Whenever the word "item" appears on a line of the material below, that line is counted; state the total alone.

SOURCE DATA START

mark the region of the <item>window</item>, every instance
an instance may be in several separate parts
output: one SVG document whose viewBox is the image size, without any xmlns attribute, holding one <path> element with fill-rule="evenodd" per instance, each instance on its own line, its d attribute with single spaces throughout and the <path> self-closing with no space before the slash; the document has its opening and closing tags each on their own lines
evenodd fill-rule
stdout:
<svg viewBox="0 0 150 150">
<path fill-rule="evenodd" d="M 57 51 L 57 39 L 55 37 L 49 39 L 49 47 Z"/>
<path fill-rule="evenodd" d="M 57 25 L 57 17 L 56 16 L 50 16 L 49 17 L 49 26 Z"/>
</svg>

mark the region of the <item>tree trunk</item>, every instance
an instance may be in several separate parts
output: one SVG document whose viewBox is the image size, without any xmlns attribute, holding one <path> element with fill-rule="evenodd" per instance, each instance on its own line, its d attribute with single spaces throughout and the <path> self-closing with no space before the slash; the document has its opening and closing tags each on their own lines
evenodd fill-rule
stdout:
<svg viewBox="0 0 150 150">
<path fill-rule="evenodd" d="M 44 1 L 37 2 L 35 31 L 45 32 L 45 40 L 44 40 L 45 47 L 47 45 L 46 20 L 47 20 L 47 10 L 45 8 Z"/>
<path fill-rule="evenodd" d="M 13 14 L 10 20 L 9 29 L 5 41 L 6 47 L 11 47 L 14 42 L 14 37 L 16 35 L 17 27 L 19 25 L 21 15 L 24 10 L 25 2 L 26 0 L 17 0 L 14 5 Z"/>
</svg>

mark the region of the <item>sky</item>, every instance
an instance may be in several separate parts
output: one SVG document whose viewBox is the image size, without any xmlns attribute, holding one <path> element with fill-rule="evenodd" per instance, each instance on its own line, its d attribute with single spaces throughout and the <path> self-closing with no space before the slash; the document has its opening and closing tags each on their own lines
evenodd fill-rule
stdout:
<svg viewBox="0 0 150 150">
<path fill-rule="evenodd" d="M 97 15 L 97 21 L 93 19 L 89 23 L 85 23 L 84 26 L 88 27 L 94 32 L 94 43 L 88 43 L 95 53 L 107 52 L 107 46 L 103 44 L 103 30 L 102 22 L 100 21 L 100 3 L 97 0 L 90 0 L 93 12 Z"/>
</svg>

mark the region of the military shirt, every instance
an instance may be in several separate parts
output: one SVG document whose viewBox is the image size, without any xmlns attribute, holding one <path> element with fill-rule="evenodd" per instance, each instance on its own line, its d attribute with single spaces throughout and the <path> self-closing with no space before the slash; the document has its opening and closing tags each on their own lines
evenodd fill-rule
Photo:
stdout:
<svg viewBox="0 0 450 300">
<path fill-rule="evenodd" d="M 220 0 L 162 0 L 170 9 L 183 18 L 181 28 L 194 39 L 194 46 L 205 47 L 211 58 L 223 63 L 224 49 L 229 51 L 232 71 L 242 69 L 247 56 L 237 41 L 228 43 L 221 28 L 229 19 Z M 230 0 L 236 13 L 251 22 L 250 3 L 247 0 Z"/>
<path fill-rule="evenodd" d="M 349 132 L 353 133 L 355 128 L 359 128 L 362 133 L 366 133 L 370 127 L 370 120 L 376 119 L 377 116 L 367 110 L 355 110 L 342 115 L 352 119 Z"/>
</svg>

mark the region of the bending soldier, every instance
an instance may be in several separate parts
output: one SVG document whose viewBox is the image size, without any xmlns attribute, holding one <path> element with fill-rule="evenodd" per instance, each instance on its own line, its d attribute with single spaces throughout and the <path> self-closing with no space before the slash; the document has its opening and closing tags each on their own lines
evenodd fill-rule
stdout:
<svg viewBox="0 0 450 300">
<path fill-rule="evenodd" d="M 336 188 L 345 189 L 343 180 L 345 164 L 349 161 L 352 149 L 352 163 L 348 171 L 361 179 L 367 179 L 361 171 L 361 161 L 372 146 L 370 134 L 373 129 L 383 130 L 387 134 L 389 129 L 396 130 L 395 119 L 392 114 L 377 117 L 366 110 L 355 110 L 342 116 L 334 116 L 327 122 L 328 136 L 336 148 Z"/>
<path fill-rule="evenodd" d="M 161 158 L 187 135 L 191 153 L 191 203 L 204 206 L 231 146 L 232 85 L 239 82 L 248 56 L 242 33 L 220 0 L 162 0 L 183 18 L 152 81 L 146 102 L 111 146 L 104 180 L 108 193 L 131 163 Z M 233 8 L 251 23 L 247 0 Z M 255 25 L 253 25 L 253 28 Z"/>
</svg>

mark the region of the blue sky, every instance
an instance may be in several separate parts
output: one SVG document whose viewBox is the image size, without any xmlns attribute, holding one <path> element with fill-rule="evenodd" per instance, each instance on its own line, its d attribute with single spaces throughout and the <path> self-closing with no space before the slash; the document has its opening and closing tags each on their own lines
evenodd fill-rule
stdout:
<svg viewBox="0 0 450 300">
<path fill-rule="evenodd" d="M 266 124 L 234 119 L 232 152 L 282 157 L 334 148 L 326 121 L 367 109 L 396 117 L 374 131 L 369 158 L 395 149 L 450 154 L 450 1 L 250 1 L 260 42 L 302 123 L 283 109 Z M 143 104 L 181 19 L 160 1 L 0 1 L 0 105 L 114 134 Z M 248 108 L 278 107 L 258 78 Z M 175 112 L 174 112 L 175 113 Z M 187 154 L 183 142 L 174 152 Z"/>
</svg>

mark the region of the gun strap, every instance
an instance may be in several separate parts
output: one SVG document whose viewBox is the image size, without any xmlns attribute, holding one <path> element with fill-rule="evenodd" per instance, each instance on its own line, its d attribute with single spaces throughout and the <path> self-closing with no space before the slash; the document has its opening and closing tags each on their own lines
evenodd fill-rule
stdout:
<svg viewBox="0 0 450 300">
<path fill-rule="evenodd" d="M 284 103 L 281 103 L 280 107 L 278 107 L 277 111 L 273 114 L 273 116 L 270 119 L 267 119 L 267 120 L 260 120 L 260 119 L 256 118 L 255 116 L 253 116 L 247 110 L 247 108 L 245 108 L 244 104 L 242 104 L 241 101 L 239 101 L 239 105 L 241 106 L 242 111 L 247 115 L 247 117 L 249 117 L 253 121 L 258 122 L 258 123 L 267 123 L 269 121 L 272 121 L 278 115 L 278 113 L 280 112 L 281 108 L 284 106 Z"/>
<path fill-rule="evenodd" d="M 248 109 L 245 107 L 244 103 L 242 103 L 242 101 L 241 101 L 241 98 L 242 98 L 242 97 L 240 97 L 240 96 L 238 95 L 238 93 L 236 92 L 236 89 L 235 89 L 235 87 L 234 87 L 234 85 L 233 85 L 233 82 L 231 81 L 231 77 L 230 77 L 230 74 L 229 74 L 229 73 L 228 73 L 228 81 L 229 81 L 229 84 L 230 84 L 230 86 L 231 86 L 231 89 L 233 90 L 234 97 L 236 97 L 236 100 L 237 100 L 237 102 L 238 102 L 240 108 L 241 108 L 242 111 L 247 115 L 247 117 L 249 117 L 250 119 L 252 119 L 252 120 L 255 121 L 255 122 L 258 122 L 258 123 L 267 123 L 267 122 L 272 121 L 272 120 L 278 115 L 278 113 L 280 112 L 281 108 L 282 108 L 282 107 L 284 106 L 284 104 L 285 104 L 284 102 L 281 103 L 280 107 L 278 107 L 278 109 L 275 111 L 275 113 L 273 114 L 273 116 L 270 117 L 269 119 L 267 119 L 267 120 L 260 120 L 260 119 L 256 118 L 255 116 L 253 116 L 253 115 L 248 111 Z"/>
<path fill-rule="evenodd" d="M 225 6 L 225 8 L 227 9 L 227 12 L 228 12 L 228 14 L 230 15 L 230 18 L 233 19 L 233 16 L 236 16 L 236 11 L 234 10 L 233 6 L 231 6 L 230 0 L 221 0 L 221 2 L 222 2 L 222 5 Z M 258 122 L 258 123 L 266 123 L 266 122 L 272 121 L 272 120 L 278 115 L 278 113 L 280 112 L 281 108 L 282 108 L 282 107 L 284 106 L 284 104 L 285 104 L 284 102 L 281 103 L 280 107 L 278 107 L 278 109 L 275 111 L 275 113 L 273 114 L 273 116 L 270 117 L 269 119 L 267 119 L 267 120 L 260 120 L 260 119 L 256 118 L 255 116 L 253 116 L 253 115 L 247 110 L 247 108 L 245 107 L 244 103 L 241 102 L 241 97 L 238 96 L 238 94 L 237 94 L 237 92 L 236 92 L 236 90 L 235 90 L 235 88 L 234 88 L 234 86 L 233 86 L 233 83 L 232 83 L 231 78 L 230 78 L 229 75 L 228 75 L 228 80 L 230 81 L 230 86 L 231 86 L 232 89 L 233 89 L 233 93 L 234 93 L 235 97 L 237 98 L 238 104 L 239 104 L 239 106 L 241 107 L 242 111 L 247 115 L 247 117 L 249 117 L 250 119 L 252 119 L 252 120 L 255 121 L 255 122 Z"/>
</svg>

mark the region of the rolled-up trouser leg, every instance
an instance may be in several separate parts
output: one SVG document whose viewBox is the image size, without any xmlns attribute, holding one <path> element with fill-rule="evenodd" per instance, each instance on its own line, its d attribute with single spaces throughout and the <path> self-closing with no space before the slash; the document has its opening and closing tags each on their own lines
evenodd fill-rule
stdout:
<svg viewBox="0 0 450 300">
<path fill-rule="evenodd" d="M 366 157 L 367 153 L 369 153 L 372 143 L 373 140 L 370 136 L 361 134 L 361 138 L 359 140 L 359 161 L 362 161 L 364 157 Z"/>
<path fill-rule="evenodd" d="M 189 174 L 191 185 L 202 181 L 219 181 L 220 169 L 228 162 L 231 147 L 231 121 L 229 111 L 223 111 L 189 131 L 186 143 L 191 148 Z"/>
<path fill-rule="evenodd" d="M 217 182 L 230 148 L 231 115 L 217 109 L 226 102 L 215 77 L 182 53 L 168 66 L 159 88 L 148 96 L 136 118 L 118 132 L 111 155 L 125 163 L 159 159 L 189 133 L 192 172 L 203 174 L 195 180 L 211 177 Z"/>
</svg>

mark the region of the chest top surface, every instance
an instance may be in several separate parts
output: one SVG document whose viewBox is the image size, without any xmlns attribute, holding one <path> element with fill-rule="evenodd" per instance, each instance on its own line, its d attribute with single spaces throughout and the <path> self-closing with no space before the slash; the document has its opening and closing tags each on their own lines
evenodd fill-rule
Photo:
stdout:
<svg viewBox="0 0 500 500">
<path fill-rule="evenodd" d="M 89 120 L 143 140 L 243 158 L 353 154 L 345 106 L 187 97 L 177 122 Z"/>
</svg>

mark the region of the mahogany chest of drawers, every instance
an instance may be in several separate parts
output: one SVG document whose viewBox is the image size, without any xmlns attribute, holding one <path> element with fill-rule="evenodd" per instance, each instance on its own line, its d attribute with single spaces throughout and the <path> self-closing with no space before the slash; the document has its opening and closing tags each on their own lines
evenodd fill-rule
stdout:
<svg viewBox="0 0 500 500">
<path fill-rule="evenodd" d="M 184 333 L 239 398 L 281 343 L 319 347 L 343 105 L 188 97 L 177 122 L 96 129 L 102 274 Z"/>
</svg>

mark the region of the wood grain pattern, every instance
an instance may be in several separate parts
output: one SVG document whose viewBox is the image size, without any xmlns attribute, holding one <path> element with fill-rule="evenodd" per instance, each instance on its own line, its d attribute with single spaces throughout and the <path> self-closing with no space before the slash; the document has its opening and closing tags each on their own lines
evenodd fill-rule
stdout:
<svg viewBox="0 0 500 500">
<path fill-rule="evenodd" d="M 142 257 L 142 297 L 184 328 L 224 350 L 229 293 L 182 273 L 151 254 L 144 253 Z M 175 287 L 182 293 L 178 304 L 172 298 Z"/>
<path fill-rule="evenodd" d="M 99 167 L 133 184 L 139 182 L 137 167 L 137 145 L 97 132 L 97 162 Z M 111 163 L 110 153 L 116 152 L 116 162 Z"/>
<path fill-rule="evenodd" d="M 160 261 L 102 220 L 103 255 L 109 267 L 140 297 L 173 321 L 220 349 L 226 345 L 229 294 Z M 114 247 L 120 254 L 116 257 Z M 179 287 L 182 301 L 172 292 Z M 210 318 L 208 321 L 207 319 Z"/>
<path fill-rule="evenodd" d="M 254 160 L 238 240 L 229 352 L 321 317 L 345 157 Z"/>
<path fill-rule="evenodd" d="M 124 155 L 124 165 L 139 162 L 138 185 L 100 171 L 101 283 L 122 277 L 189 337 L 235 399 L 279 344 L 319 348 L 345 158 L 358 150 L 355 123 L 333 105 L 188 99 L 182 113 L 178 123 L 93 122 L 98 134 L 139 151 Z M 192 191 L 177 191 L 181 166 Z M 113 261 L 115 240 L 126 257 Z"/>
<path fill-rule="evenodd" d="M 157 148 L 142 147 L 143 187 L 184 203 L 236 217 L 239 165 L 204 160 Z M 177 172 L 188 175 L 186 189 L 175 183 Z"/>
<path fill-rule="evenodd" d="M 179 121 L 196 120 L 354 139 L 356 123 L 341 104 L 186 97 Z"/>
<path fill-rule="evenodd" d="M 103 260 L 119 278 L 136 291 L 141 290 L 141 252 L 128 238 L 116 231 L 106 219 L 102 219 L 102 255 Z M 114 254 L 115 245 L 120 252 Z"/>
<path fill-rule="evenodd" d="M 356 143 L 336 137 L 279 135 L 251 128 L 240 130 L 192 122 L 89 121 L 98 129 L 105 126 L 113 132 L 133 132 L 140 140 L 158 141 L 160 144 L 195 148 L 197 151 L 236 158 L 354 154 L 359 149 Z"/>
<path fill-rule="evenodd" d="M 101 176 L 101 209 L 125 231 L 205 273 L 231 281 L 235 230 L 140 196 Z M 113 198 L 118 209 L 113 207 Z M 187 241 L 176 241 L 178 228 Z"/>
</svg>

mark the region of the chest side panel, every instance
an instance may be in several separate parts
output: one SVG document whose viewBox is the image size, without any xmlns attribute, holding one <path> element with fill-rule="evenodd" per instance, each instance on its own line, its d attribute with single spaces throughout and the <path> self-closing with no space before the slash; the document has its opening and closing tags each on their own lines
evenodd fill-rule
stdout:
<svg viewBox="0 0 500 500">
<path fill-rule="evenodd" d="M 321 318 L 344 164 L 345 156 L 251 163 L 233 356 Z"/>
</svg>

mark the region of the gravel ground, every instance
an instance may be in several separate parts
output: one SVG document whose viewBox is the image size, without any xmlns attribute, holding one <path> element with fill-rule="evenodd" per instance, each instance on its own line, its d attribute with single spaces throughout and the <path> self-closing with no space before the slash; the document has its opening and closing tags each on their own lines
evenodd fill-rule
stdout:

SOURCE DATA END

FINISHED TASK → 3